Dataset excerpts on object pointing

==========

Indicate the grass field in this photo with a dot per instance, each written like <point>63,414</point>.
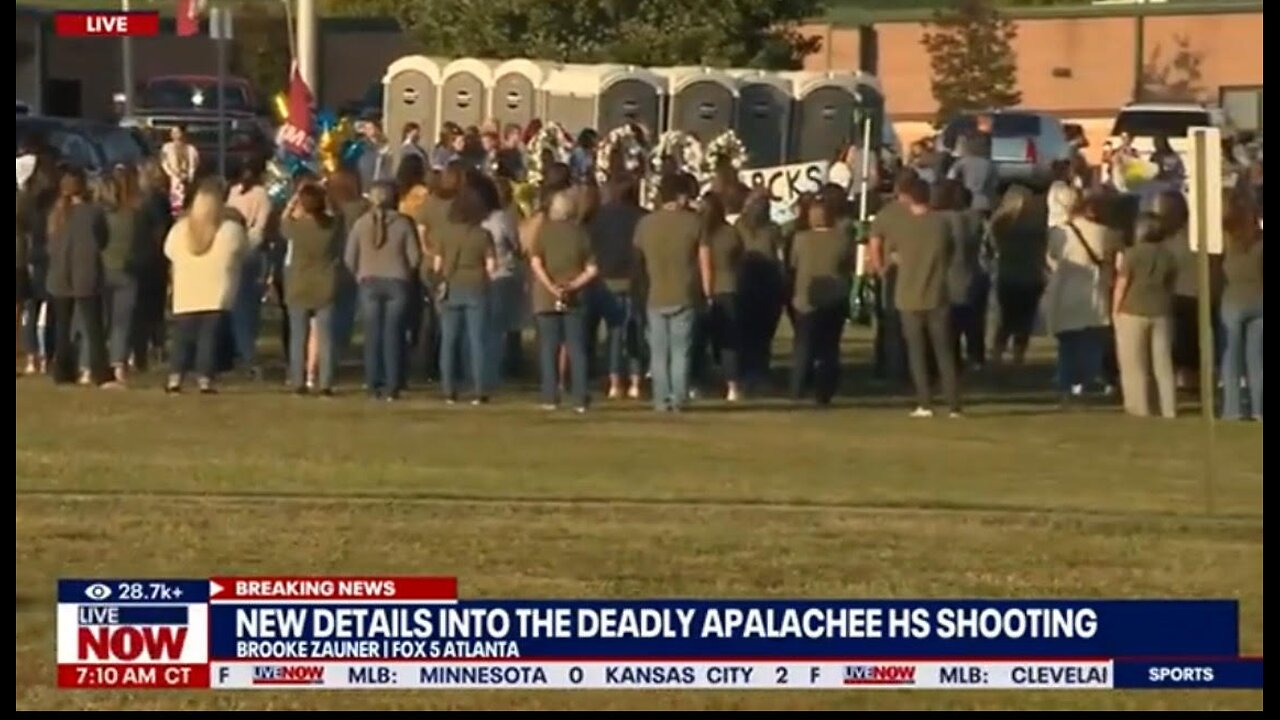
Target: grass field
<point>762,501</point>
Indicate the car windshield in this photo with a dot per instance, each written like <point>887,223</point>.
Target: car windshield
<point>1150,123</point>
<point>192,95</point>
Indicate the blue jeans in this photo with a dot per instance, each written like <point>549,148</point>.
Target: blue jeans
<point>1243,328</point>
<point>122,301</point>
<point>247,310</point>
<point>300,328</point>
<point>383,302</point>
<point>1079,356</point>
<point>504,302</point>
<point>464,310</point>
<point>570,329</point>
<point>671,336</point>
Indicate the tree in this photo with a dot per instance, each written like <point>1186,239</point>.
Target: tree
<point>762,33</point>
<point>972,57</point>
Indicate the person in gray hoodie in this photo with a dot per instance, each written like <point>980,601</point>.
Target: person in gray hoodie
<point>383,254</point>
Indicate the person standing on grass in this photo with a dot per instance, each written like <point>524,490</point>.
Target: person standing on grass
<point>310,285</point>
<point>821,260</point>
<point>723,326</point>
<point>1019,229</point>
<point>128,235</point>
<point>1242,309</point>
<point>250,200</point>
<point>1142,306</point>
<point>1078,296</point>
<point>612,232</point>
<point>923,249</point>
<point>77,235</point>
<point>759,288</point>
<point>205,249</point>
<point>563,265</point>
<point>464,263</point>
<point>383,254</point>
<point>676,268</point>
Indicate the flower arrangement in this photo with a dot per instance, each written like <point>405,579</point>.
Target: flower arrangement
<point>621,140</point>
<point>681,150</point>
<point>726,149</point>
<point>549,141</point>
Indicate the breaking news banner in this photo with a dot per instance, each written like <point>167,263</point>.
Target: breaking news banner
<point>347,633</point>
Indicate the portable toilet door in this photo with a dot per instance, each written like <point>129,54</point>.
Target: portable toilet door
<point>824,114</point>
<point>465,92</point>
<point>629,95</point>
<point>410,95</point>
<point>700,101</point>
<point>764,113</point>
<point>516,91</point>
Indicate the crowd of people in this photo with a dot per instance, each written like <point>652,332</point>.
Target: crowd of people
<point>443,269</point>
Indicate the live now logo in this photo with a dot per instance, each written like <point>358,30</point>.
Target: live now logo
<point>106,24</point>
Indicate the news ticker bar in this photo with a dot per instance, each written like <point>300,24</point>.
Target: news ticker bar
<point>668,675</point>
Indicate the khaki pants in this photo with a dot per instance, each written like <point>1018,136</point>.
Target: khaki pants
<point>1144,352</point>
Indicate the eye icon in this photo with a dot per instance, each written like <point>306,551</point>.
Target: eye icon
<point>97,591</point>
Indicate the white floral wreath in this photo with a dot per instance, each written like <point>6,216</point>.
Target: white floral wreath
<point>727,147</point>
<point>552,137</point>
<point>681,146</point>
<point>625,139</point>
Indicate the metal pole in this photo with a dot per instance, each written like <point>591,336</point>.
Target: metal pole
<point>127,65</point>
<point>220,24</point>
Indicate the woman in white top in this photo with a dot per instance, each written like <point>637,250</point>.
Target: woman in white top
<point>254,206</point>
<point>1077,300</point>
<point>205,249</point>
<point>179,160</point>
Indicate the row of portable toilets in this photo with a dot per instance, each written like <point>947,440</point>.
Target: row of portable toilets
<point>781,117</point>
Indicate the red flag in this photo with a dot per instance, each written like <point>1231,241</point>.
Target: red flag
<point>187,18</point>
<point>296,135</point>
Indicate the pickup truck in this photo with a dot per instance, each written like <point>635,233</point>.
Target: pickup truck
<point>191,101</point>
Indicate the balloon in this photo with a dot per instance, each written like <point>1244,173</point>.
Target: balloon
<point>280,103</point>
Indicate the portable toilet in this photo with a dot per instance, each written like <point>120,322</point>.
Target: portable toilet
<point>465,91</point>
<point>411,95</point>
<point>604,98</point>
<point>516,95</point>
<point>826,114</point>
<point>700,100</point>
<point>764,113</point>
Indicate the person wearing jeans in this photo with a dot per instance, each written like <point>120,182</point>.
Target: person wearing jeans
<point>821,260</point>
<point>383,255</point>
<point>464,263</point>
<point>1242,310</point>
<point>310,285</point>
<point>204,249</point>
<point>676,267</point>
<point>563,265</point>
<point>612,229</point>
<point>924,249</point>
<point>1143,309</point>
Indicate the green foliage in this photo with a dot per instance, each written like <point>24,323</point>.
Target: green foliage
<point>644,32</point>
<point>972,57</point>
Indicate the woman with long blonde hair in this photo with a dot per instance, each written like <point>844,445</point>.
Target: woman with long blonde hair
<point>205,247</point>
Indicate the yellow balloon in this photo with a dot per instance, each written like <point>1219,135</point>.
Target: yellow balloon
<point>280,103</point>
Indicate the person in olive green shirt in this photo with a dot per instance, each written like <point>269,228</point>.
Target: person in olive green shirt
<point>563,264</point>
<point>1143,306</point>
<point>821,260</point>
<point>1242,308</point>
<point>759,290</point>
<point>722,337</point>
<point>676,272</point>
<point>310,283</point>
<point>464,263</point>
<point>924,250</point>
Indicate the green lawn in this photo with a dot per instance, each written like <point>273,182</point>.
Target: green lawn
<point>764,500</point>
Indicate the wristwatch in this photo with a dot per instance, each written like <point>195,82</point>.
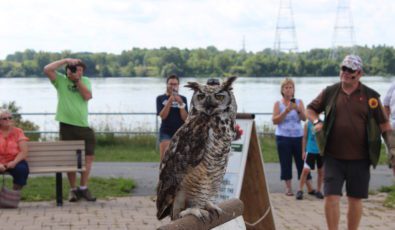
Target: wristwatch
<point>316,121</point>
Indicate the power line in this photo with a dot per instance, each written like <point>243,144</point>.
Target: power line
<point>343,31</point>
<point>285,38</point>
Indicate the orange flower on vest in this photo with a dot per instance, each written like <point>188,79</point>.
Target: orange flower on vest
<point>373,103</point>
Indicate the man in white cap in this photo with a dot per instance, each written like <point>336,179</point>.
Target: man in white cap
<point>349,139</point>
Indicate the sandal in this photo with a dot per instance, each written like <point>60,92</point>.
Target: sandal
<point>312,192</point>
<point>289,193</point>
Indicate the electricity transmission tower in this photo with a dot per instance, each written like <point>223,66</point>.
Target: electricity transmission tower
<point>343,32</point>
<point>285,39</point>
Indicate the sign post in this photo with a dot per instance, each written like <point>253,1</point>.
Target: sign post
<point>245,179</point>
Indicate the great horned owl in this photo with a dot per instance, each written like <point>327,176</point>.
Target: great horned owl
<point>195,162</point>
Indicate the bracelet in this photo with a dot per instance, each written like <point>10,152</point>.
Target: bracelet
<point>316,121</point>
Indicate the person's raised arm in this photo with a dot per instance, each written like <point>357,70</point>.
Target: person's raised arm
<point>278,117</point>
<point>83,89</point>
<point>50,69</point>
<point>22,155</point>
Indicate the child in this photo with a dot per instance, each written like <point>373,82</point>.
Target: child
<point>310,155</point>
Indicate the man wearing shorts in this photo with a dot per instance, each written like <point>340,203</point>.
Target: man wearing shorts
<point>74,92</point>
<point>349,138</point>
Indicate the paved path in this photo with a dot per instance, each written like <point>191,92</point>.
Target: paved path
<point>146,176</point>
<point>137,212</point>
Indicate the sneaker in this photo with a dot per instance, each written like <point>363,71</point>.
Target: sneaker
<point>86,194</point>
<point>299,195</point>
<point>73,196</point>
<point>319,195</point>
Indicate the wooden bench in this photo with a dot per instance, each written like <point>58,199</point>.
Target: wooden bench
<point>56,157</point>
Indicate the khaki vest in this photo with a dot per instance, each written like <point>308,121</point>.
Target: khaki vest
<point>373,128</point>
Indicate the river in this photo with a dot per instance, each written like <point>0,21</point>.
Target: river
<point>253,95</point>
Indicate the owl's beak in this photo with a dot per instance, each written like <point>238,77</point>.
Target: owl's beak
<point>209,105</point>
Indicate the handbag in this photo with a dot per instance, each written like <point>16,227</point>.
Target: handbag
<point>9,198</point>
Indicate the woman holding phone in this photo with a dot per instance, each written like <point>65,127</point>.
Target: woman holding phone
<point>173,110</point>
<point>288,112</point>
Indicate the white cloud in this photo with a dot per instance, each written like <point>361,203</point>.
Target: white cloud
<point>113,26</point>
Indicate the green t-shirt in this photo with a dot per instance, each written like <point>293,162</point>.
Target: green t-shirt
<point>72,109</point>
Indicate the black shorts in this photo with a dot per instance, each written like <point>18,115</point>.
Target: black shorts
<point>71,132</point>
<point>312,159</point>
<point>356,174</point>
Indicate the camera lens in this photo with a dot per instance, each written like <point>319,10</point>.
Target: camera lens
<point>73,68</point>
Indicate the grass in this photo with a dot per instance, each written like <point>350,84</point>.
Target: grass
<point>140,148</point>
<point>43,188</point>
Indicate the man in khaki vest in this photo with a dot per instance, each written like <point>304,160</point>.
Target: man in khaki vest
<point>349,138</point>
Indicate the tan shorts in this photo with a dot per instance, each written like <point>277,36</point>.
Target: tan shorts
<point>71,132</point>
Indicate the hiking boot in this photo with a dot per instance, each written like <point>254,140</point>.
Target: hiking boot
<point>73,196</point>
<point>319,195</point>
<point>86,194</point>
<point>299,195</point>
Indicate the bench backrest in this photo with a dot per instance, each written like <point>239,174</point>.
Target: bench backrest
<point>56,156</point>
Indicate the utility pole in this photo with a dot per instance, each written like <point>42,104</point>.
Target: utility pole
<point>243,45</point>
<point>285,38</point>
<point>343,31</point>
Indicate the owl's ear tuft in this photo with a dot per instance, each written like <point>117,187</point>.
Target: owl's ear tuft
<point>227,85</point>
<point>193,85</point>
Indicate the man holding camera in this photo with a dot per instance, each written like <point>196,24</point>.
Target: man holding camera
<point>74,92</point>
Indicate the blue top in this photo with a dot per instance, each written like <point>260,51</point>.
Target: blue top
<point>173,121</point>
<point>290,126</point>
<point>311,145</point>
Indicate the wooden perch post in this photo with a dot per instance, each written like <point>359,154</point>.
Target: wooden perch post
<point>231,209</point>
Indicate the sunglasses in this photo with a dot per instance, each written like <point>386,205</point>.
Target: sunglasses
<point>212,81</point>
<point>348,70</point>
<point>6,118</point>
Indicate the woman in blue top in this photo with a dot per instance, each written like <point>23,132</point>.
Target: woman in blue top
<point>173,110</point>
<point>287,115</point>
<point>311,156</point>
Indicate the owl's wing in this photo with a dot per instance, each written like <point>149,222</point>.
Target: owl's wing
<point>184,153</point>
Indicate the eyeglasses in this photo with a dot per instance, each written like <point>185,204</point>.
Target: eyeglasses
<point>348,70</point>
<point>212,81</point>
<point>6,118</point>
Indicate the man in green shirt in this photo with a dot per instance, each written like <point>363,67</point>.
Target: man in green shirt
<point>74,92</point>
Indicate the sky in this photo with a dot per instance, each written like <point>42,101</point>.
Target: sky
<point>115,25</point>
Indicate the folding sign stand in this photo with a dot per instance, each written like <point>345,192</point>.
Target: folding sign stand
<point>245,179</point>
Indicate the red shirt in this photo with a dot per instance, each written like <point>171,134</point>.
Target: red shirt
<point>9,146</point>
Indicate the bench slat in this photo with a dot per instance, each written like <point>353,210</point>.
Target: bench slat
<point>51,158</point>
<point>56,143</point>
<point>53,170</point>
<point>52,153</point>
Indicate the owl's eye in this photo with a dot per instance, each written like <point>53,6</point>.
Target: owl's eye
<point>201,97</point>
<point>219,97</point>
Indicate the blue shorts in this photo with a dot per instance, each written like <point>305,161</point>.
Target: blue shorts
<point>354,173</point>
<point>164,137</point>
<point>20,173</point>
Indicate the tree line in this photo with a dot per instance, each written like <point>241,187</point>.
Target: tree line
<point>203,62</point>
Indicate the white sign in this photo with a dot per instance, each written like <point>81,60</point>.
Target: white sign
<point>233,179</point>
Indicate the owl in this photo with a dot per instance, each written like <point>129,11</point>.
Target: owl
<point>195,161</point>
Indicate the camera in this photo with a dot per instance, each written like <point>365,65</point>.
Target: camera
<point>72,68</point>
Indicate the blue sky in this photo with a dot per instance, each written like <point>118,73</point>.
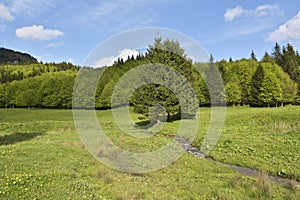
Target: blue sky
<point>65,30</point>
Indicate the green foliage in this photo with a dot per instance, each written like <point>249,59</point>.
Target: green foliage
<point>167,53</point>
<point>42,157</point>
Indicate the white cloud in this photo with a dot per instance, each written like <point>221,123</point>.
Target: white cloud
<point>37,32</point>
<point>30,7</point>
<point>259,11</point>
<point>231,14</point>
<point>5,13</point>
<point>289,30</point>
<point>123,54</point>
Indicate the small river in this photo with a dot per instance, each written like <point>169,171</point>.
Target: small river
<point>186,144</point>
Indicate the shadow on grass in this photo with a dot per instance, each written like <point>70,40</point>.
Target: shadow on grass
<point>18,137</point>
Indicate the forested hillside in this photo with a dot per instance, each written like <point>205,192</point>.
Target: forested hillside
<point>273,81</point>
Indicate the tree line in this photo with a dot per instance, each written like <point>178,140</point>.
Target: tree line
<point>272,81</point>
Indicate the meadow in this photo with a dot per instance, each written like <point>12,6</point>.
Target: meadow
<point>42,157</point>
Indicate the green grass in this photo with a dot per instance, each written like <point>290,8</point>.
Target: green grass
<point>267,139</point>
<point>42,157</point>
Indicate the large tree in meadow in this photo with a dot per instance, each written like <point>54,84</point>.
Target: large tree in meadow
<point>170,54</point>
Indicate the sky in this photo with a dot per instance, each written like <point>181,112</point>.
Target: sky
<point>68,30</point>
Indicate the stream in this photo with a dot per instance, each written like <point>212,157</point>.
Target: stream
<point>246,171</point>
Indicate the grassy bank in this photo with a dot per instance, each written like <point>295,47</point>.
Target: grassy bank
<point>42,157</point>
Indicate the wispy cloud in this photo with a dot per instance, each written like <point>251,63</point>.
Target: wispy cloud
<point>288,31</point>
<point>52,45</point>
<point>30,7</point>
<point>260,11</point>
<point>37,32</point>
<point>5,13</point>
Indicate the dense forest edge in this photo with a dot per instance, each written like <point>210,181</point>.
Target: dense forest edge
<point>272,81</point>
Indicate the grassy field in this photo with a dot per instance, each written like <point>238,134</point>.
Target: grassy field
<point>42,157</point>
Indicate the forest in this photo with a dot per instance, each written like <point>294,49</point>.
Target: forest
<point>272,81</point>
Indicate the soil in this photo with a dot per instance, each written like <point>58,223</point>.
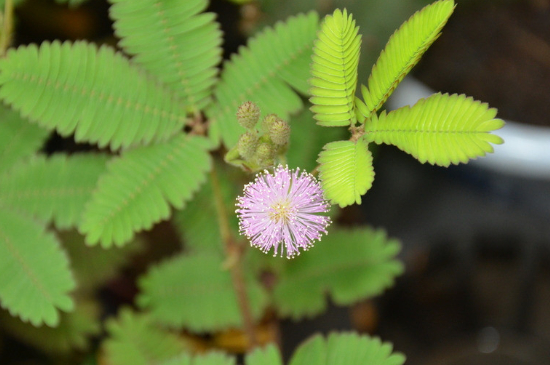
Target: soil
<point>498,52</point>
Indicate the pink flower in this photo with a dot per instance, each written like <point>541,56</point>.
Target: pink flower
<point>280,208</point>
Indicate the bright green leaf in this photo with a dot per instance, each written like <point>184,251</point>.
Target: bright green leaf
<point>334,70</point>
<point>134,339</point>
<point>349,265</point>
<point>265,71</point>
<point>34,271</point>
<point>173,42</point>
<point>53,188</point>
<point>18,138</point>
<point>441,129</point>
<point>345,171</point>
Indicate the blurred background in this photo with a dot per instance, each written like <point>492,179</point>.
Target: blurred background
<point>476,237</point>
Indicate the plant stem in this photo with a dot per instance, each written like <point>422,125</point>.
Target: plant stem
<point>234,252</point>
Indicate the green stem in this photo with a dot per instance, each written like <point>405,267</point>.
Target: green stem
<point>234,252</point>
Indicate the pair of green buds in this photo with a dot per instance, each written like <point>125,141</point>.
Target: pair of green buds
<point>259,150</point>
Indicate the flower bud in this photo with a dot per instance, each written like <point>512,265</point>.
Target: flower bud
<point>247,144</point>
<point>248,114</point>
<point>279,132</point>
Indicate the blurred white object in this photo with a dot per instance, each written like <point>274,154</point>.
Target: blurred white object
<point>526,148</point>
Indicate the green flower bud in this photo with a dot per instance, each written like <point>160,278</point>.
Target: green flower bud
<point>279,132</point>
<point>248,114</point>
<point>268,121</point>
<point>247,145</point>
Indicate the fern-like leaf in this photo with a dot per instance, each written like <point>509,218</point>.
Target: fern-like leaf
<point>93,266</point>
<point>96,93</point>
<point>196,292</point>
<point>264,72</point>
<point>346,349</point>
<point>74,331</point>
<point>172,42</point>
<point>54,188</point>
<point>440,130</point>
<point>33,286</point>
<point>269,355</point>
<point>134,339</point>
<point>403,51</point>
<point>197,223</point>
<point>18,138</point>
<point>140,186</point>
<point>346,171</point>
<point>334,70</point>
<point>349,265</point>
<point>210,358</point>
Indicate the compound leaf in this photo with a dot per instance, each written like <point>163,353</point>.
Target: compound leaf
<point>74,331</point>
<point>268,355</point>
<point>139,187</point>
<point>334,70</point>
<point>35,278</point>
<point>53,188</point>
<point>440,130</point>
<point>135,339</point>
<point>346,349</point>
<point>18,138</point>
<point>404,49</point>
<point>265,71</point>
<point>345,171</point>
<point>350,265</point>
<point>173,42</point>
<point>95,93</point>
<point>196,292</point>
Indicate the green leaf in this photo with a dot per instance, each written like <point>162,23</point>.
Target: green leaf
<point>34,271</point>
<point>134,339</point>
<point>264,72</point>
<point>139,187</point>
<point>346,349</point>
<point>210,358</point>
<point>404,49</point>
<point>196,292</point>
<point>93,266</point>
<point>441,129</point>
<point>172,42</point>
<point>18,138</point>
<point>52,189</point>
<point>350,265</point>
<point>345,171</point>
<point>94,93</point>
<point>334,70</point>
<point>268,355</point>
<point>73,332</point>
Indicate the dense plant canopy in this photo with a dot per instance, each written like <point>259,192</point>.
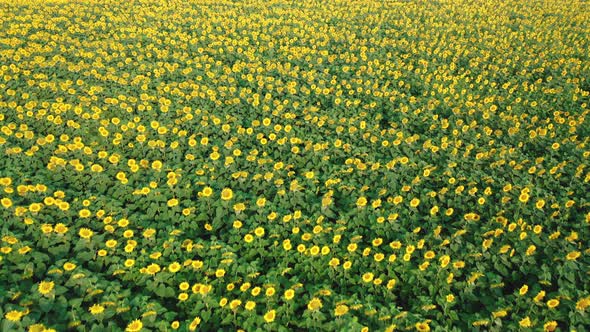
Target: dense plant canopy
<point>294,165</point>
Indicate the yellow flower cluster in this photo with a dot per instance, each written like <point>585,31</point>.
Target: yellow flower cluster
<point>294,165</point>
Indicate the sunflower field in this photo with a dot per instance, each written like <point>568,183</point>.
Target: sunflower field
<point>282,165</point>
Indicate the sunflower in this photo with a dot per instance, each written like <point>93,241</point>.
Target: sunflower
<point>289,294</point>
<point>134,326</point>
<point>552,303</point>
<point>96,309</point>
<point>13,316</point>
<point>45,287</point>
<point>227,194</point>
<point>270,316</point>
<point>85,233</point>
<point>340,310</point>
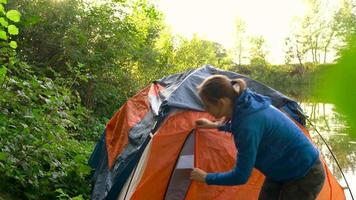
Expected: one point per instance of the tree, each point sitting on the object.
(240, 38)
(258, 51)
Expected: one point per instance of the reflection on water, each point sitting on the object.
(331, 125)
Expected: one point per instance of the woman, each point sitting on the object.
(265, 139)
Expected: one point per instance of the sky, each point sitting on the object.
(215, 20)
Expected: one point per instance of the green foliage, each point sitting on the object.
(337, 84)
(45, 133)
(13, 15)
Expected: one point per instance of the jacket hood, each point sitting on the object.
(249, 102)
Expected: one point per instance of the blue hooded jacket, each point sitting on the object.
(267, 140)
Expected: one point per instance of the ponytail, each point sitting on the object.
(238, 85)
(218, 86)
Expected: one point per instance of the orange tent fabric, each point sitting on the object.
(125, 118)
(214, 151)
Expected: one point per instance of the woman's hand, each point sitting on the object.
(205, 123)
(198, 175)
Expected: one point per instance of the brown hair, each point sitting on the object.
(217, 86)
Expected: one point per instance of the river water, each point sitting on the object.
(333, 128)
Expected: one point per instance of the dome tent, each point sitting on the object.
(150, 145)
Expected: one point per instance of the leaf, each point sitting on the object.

==========

**DIRECTION**.
Copy out the data word for word, everything from the line containing "Indicate the eye icon" down to the line containing "<point>220,24</point>", including both of those lines.

**CORRECT OUTPUT**.
Indicate the eye icon in this photo with a dot per instance, each written like <point>306,551</point>.
Target: eye icon
<point>97,591</point>
Indicate the white floral wreath in this photo with a dot per instance, each written like <point>6,216</point>.
Target: white floral wreath
<point>727,147</point>
<point>552,137</point>
<point>681,146</point>
<point>625,139</point>
Indicate the metal pole in this photo with a dot per instance, each written like <point>591,336</point>.
Target: metal pole
<point>127,65</point>
<point>220,24</point>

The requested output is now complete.